## What is required
Reproduce the lines starting at the one that contains "query | backpack strap" and ending at the final line, swapping "backpack strap" for "shoulder strap" and leaving everything else unchanged.
START
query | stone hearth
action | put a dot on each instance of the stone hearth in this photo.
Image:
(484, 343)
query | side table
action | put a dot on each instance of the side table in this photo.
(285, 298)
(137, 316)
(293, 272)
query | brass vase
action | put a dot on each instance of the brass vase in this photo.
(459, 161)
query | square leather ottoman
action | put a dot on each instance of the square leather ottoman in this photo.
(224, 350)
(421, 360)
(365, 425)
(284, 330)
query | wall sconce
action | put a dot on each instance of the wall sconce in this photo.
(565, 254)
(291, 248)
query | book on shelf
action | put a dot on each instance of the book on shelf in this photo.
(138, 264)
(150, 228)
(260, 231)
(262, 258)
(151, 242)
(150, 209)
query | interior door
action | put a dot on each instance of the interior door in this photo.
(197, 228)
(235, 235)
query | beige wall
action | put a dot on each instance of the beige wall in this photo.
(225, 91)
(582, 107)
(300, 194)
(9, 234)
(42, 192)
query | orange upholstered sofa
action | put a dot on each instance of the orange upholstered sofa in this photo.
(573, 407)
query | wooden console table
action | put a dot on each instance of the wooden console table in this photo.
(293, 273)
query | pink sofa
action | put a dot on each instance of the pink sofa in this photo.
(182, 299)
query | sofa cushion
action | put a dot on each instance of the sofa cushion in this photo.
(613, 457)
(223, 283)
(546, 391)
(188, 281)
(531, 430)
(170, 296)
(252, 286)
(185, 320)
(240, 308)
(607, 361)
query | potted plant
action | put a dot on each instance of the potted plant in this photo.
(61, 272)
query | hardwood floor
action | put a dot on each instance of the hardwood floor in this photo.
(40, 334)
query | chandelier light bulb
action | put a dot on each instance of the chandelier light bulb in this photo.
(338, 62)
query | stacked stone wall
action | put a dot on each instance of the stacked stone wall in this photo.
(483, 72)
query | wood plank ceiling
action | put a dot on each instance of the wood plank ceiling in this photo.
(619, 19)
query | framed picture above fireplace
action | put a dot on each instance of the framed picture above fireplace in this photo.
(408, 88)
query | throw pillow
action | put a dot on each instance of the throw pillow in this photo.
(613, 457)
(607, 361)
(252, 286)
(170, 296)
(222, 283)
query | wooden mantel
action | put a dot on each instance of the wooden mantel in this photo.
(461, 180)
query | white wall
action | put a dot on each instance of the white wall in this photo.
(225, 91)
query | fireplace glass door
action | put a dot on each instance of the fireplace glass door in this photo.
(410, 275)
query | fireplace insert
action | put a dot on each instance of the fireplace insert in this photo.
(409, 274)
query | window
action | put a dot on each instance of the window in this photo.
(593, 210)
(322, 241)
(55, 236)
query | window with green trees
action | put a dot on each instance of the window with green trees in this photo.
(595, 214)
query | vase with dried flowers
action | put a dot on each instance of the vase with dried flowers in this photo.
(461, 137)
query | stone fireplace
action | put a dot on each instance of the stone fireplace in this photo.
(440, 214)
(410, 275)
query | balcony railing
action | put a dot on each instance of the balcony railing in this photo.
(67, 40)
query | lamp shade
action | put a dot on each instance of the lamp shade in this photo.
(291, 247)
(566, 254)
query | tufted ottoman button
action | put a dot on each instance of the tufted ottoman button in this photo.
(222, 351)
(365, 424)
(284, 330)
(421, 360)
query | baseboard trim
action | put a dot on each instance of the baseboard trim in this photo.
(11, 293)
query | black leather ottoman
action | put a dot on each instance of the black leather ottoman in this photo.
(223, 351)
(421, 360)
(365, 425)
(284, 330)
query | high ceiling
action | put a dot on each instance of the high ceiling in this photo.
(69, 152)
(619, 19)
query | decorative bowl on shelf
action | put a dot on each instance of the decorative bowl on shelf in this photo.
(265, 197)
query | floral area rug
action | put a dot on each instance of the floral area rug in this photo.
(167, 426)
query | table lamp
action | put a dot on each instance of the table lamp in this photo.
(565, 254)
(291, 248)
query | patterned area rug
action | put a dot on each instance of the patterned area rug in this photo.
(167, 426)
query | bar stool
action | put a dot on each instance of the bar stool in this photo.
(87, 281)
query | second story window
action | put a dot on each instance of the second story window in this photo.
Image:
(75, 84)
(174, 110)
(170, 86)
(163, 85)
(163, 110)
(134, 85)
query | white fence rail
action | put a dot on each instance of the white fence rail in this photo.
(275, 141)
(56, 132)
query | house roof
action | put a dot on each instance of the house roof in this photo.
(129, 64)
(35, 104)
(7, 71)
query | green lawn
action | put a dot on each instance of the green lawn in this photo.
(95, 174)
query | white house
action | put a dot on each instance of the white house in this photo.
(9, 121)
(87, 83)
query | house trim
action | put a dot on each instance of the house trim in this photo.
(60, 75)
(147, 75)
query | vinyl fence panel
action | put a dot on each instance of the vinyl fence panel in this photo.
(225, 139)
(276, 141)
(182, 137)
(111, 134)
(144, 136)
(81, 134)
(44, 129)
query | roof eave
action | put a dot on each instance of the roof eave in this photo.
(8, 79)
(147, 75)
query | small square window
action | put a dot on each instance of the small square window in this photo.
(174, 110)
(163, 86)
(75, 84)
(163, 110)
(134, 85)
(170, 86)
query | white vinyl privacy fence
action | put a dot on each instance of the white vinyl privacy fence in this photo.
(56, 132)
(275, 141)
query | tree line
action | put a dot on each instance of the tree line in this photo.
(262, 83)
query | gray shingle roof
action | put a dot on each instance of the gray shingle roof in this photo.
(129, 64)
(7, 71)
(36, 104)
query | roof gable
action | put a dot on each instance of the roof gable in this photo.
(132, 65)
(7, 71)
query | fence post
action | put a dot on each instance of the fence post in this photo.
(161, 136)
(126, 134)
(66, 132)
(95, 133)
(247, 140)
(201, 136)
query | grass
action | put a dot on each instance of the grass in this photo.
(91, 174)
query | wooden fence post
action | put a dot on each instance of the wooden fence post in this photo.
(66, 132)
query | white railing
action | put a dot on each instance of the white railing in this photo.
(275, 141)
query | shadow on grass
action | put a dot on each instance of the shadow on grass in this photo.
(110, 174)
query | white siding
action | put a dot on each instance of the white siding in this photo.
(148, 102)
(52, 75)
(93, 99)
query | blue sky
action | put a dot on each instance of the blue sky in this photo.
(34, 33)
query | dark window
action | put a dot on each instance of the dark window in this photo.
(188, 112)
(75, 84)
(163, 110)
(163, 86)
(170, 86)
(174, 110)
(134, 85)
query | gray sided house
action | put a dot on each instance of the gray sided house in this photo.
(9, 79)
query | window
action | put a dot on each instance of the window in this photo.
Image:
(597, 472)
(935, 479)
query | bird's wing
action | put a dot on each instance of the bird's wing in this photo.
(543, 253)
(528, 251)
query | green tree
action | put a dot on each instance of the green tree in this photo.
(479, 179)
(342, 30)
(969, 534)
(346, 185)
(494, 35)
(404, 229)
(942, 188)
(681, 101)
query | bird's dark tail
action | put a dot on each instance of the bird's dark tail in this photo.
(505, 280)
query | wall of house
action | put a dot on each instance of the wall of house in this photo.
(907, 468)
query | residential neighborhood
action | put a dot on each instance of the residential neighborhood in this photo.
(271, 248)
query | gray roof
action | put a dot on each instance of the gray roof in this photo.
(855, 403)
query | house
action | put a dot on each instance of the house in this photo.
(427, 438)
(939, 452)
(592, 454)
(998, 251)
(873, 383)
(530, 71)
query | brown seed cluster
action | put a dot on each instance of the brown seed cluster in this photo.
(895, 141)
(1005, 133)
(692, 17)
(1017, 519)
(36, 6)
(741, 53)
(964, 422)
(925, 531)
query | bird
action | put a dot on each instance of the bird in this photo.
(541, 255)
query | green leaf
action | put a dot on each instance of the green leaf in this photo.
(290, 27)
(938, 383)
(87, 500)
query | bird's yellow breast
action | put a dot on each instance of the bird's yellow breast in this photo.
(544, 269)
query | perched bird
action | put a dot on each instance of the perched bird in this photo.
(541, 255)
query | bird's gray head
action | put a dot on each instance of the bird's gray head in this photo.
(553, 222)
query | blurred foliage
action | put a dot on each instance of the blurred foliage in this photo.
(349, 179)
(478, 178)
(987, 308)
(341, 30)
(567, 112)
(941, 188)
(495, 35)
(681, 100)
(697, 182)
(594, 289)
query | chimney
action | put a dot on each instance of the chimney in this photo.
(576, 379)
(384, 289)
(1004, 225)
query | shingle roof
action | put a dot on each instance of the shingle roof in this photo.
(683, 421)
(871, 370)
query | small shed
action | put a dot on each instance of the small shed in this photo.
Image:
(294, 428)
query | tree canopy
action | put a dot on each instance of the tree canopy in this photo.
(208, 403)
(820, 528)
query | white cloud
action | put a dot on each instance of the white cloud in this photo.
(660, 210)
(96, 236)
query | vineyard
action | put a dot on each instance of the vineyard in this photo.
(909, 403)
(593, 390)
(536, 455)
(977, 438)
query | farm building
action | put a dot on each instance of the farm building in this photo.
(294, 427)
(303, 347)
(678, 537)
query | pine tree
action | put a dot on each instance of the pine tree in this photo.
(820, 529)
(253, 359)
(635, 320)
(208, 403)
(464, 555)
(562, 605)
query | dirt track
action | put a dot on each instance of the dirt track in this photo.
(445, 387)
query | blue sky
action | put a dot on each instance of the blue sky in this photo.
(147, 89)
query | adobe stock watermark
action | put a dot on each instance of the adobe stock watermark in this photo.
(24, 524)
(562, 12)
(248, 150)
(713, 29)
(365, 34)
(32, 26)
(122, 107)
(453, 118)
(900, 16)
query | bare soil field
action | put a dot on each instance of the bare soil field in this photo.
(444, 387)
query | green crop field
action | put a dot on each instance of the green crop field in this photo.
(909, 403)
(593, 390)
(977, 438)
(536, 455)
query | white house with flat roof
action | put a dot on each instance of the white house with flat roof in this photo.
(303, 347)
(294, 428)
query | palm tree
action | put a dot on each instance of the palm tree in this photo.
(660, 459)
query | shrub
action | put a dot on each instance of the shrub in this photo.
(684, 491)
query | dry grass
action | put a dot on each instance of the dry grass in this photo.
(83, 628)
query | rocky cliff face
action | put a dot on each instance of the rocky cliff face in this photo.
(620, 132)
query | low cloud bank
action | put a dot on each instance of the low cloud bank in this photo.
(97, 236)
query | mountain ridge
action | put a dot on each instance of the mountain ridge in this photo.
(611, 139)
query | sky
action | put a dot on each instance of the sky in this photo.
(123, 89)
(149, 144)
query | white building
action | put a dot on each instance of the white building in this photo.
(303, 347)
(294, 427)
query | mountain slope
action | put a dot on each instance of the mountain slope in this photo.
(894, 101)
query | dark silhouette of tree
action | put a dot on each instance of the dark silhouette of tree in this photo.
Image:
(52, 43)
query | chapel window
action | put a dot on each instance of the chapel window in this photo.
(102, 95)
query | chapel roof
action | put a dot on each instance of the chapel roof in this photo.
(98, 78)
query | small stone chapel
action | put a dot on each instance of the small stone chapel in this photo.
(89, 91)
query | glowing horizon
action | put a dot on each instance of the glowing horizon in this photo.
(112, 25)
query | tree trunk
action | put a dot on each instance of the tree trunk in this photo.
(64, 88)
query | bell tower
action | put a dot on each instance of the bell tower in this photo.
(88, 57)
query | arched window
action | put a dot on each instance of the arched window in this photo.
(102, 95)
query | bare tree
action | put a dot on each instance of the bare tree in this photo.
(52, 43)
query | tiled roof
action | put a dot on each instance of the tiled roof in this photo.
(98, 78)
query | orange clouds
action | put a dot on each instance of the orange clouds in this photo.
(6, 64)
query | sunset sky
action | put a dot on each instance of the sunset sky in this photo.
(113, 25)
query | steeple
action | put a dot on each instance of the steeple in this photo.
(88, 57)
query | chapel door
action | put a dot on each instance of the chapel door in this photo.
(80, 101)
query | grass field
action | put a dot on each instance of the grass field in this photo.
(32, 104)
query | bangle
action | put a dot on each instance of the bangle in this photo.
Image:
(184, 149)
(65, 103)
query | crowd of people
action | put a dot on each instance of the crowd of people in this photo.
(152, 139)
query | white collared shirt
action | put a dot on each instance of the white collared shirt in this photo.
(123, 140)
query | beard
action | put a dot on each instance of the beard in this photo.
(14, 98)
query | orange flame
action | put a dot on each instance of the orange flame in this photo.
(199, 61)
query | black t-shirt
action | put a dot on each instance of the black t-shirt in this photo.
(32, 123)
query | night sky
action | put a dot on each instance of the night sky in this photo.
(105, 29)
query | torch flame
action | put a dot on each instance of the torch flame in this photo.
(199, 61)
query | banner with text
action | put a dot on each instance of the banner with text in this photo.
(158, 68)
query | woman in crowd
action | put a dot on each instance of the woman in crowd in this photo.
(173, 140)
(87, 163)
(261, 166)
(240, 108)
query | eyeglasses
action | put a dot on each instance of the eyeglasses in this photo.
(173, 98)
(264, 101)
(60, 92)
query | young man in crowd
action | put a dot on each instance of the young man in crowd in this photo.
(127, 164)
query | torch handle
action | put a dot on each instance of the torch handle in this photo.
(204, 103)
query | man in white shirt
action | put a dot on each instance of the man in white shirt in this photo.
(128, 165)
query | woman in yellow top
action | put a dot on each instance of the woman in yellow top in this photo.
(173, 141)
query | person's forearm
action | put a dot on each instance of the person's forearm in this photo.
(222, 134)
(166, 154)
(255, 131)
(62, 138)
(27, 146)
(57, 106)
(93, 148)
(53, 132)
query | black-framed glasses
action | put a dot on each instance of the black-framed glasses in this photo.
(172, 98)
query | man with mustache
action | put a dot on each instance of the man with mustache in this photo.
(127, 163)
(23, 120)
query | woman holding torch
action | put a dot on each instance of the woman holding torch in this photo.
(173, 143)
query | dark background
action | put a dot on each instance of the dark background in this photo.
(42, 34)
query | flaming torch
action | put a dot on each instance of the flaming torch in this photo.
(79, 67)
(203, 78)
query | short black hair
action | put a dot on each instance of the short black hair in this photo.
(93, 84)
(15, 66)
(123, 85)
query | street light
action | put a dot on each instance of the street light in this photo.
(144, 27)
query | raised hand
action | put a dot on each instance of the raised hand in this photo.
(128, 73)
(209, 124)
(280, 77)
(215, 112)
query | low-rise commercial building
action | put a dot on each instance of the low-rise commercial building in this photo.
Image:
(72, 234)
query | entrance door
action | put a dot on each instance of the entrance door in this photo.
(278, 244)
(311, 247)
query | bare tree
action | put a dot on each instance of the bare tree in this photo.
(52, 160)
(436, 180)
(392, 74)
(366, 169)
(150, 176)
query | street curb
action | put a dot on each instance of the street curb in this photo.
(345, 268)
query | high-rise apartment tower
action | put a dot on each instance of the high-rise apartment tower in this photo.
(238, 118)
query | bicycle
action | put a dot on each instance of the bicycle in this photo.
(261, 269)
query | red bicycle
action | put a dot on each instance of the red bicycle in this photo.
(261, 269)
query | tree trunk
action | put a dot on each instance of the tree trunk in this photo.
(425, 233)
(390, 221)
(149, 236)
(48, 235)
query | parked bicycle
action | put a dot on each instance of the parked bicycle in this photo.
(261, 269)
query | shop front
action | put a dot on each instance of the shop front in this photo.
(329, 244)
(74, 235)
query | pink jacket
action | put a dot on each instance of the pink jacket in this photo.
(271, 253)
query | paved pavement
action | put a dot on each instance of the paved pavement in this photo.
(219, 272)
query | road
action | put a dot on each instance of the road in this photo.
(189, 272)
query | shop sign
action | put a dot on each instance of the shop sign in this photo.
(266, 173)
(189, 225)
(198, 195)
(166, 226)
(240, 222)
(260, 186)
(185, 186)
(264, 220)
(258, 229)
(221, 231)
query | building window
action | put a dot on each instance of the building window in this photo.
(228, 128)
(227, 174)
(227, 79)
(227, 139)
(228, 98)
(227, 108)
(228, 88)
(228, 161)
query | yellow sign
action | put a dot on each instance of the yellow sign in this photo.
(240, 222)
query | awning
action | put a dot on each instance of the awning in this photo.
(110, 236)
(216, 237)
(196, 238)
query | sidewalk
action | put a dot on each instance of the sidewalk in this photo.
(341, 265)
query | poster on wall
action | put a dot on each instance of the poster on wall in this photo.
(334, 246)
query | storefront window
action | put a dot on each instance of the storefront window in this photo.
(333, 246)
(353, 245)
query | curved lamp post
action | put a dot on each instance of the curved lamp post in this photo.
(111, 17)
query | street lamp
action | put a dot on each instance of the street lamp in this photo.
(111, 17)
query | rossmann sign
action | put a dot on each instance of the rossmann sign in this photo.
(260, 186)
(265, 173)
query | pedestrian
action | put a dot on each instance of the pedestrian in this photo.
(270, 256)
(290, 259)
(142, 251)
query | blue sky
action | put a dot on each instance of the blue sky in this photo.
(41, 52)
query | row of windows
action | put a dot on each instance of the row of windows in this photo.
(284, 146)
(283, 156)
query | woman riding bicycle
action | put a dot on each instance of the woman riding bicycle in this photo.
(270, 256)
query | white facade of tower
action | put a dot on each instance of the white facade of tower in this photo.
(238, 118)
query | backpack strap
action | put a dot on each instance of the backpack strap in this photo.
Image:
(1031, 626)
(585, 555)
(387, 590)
END
## Output of the task
query | shoulder strap
action | put a dot on each instance of the shoulder strap in this photo.
Image:
(1031, 626)
(585, 555)
(387, 590)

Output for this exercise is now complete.